**Requirement**
The string "black" may appear on lines of the entries below; report how many such lines there are, and only that.

**Provided records**
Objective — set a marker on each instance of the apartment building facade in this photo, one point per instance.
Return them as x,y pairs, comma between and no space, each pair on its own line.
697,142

==

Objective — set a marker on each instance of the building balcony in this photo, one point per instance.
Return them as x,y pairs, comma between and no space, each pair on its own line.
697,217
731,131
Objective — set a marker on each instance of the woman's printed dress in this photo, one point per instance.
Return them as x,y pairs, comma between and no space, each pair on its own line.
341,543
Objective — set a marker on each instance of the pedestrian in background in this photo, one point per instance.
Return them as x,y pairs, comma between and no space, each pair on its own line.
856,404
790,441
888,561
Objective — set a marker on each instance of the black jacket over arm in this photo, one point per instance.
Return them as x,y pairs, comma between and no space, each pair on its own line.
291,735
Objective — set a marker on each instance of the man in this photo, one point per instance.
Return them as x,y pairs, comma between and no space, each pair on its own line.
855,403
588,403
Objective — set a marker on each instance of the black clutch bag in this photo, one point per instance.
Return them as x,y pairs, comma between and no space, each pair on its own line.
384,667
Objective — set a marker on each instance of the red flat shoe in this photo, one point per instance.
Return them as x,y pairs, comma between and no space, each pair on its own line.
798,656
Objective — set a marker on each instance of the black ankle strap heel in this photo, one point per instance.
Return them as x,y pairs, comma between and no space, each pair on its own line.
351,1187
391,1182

---

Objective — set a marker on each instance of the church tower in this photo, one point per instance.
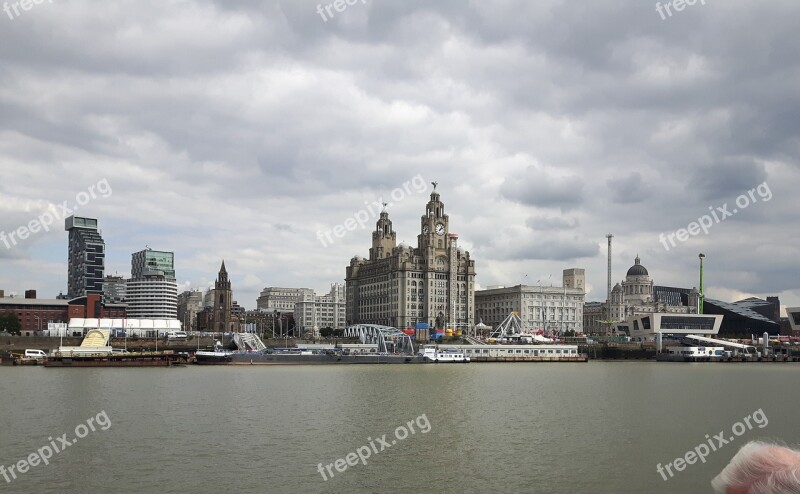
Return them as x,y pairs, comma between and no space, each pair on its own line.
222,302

**Response to this task**
3